(Object location annotation data)
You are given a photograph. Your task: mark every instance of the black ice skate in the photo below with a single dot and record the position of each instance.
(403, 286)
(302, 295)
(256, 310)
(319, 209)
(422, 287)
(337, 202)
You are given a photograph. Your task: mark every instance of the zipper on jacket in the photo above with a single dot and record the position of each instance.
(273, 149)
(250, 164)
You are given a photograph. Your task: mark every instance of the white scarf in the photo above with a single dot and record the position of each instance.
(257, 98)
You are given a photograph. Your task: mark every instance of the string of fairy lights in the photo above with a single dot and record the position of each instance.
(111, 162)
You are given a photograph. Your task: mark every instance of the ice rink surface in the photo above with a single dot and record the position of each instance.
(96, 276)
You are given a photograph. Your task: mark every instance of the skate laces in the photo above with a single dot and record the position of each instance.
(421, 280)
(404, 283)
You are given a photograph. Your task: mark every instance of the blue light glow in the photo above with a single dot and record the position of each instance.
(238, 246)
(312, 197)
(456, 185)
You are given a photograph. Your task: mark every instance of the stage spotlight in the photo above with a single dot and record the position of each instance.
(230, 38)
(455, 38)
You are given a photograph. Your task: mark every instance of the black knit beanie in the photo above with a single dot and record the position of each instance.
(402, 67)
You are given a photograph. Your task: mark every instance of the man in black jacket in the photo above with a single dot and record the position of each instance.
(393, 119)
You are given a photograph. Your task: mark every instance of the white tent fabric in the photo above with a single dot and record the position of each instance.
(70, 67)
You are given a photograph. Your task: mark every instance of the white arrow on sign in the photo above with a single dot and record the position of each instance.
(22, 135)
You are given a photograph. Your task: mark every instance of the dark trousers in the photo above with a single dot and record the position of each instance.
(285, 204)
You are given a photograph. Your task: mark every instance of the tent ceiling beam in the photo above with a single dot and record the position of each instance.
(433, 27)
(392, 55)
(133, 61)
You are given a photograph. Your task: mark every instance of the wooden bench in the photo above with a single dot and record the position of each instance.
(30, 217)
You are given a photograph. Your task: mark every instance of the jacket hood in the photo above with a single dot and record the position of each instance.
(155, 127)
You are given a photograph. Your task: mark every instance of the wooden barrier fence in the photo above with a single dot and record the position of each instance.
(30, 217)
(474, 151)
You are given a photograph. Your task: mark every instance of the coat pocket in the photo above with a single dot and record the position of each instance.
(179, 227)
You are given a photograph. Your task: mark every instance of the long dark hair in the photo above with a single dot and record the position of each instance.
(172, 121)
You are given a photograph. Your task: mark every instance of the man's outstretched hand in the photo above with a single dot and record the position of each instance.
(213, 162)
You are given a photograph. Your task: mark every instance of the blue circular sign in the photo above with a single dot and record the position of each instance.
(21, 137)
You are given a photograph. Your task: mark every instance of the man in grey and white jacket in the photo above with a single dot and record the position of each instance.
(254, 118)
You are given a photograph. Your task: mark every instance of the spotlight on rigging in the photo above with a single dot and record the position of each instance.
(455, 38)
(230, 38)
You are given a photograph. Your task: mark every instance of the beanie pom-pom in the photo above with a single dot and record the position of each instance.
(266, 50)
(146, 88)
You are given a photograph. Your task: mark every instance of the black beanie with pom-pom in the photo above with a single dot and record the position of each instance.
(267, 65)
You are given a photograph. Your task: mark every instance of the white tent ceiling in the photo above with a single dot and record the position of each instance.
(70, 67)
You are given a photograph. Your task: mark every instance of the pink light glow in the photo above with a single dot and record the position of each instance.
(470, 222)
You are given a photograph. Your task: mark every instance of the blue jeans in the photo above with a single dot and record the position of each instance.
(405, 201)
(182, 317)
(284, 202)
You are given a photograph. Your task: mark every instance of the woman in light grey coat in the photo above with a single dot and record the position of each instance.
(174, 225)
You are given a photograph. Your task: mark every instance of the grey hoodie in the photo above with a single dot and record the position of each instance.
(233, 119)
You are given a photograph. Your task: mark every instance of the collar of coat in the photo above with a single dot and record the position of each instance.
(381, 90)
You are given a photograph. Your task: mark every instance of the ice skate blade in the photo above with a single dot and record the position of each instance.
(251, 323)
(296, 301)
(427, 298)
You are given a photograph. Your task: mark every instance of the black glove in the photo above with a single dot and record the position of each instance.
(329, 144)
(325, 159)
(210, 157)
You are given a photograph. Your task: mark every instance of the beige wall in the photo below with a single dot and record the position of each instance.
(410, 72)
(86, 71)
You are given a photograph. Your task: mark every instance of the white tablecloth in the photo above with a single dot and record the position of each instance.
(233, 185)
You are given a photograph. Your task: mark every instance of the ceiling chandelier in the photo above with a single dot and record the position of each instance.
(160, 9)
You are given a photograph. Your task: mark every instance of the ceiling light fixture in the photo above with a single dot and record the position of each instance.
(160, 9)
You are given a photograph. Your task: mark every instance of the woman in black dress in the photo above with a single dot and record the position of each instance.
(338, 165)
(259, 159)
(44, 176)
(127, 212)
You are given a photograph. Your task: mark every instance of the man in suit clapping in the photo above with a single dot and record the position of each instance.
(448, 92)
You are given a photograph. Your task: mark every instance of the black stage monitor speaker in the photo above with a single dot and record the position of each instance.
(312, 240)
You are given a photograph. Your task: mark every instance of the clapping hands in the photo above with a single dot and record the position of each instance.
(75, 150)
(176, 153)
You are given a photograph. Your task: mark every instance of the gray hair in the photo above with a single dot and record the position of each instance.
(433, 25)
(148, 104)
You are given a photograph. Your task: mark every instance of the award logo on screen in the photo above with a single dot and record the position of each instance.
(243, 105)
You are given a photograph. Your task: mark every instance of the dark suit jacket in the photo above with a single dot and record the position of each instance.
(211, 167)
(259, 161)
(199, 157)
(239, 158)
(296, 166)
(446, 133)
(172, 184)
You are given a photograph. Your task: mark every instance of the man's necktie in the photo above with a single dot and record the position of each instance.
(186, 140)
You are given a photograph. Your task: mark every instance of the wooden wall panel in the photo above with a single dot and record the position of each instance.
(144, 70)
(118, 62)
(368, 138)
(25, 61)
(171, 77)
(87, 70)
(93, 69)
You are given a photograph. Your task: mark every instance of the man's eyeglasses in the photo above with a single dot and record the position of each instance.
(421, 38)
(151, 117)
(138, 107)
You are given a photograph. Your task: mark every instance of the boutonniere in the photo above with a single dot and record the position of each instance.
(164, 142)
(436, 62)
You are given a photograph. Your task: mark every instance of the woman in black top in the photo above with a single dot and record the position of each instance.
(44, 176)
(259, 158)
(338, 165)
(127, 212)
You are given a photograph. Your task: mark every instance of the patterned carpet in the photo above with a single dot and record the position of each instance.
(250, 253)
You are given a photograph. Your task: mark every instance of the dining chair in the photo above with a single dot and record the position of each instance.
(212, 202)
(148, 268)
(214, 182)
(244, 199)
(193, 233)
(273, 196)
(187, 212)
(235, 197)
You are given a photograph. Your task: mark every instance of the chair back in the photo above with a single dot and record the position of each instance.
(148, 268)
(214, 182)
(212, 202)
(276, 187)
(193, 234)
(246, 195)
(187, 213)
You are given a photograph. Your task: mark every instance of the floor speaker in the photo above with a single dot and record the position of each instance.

AIM:
Each line of the material above must be retyped precisely.

SOLUTION FOR THIS EXERCISE:
You are given a photograph. Your task: mark every instance of the black ice skate in the photo below with a single dot and record the position of each instance.
(403, 286)
(302, 295)
(256, 310)
(319, 209)
(422, 287)
(337, 202)
You are given a photograph. Your task: mark every instance of the zipper on jacket in the photo above with a single dot and record the position of each instance.
(273, 149)
(250, 164)
You are given a photograph. Your task: mark every instance of the white scarf in the photo above with a single dot and record the position of each instance.
(257, 98)
You are given a photograph. Your task: mark every instance of the string of fairy lights in the photo above with a single dot and record the position of each instance.
(111, 162)
You are given a photograph. Your task: mark every instance of the ice rink surface in the photo above with a single dot and record the position of each instance.
(96, 276)
You are given a photograph. Your task: mark every instance of the skate laces in the photo above with a single dot and record the position of each instance.
(421, 280)
(404, 283)
You are given a photograph. Your task: mark every instance of the blue light glow in the photo above with a single dot and record the position of each instance.
(238, 246)
(312, 197)
(456, 185)
You are given a photograph. Your task: mark every instance of the stage spotlight in the photo above with a single dot and record the position of each instance.
(230, 38)
(455, 38)
You are given a photograph. Your task: mark every instance of the black knit beanie in the photo above with a single dot and record the position of each instance.
(402, 67)
You are given a photograph. Your task: mark every instance of the man in black jacket in the photo above with a single dot and record the position of each instance.
(393, 119)
You are given a photograph. Your task: mark every instance of the white tent fabric in the photo above with a single dot and record the position of each instance.
(70, 67)
You are given a photograph. Your task: mark every instance of the white arrow on sign in the photo above with a single dot and record the position of each instance.
(22, 135)
You are given a photograph. Your task: mark every instance of the dark trousers in the photo above with a single dot and record the position of each instance.
(285, 204)
You are given a photograph. Your task: mark every instance of the tent ceiling beam in the photo above with a single dot and record the position of each instance.
(433, 27)
(392, 55)
(133, 61)
You are given a photograph. Your task: mark every instance of the wooden bench in the photo above with a single dot and record the position of each instance.
(30, 217)
You are given a photograph. Your task: mark every instance of the jacket hood in the photo above with a single dot and record the position of each instance.
(155, 127)
You are given a photograph. Your task: mark every instance of the wooden barrier fence in the photo above with a single dot and record the position of each instance.
(30, 217)
(474, 151)
You are given a photograph. Your task: mark every instance of the coat pocket in the photo above with a single dot and record the position of each instance.
(179, 227)
You are given a photograph. Your task: mark every instance of the long dark hair in the photo above with a single dot and record the position of each instance.
(172, 121)
You are given a photograph. Your task: mark every instance of the man's outstretched hand in the photo above with a single dot and record the position of each instance.
(213, 162)
You are given a photograph. Your task: mark every instance of the blue circular sign in the photo above with a single dot and record the position of each instance.
(21, 137)
You are given a photograph. Your task: mark every instance of the man in grey and white jacket in the photo above with a single dot and record the position of each instance.
(254, 118)
You are given a photograph. Your task: mark every instance of the spotlight on rigging in the photo above with a single dot and record the position of each instance.
(455, 38)
(230, 38)
You are given a photograph. Your task: mark every instance of the beanie pom-pom in the photo above with a single dot and record the position of each instance.
(266, 50)
(146, 88)
You are given a photograph. Your task: mark every instance of the black beanie with pom-pom in the photo above with a single dot and record the position of each instance.
(267, 65)
You are given a photograph. Your task: mark every instance of the white tent ceiling in the photo above with a single dot and record the position of each instance.
(70, 67)
You are given a photograph. Your task: mark every instance of the pink light glow in the photo above with a single dot and record the position of each instance.
(470, 222)
You are given a photograph. Your task: mark every instance of the blue jeans in the photo above with a single dot and record the position of each instance.
(405, 201)
(182, 317)
(284, 202)
You are given a photograph. Your task: mark every instance of the woman in light grey coat in the photo above with a single dot and record the position of each instance.
(174, 225)
You are given a photograph. Your task: mark every instance of the grey hoodie in the photo above with a single dot and record the position of each instance.
(233, 119)
You are given a photograph. Your task: mark every instance of the collar of coat in the photo above with a single dot and record the position of each instance.
(381, 90)
You are given a photograph. Your task: mark every instance of the ice skate blade in the photo above with a single dot and record the position of each instance.
(251, 323)
(296, 301)
(427, 298)
You are given a photograph. Your task: mark every instance of the black glove in the photo above with a single dot and record the position of each instance.
(329, 144)
(325, 159)
(210, 157)
You are given a photograph. Your task: mark every instance of the beige wall in the photo below with a single dot and record the position of each instance.
(410, 72)
(86, 71)
You are given a photograph. Your task: mark every instance of the white tablecloth in the photo above with a single dot and record the position of each instance.
(233, 185)
You are given a photograph. Your task: mark every instance of the ceiling chandelier in the photo above with a single dot and record the position of each instance.
(160, 9)
You are given a photograph. Your task: mark every instance of the ceiling light fixture in the photo above with a single dot and record the position of each instance.
(160, 9)
You are given a photograph. Your task: mark every instance of the woman in black dress in the photo above with a single dot and record the position of each instance.
(338, 165)
(259, 159)
(44, 176)
(127, 212)
You are given a photograph. Your task: mark every instance of the man in suit clapping in the photo above with a single dot and record the position of each instance.
(448, 92)
You are given a photograph. Your task: mark every instance of the black stage monitor speaker in the photo above with a single dot and record the position of each instance.
(312, 240)
You are given a photograph. Your task: mark every instance of the clapping hands in the photo above with a single dot and record the position of each instance.
(75, 150)
(176, 153)
You are given a photograph. Your task: mark every instance of the gray hair in the photo above with a single dot and record the position of each instance.
(433, 25)
(148, 104)
You are given a photograph. Your task: mark every instance of the award logo on screen in the photo above with a single dot and record the position of each instance.
(243, 105)
You are given a photograph. Your task: mark every instance of the dark suit jacket in the photo above with a single dot and record the position of each instance.
(211, 167)
(259, 161)
(199, 157)
(239, 158)
(296, 166)
(446, 133)
(172, 184)
You are given a photograph. Your task: mark every instance of the man's necktie in the photo above with a single dot and record the position of each instance.
(186, 140)
You are given a photograph. Your task: mark every instance of the wooden wall panel in the photo above with a single dot and record the position of each instance.
(144, 70)
(118, 62)
(368, 138)
(25, 61)
(171, 77)
(87, 70)
(93, 69)
You are given a photograph. Your task: mark every instance of the man's eyeglasses in the photo above with a single dot and record the position of each instance.
(421, 38)
(151, 117)
(138, 107)
You are given a photograph. Your task: mark every instance of the boutonniere in the photo above with a single dot and record the position of each instance.
(164, 142)
(436, 62)
You are given a photograph. Your task: mark every instance of the woman in black top in the photo above with a single dot and record the position of each instance.
(44, 176)
(259, 158)
(338, 165)
(127, 212)
You are given a photograph. Your task: mark every instance of the patterned carpet in the photo above with a single dot and record the position of each instance.
(250, 253)
You are given a photograph. Your task: mark every instance of the dining chair in the photo above with a single dot and record the position of each instance.
(212, 202)
(148, 268)
(214, 182)
(244, 199)
(193, 233)
(273, 196)
(187, 212)
(235, 197)
You are given a photograph. Your task: mark every instance of the chair back in the photo above with a single dot and record the position of each instance.
(148, 268)
(214, 182)
(212, 202)
(276, 187)
(193, 234)
(246, 195)
(187, 213)
You are given a photograph. Your task: mark every instance of the floor speaker in the photo above with a single dot and record the position of each instance.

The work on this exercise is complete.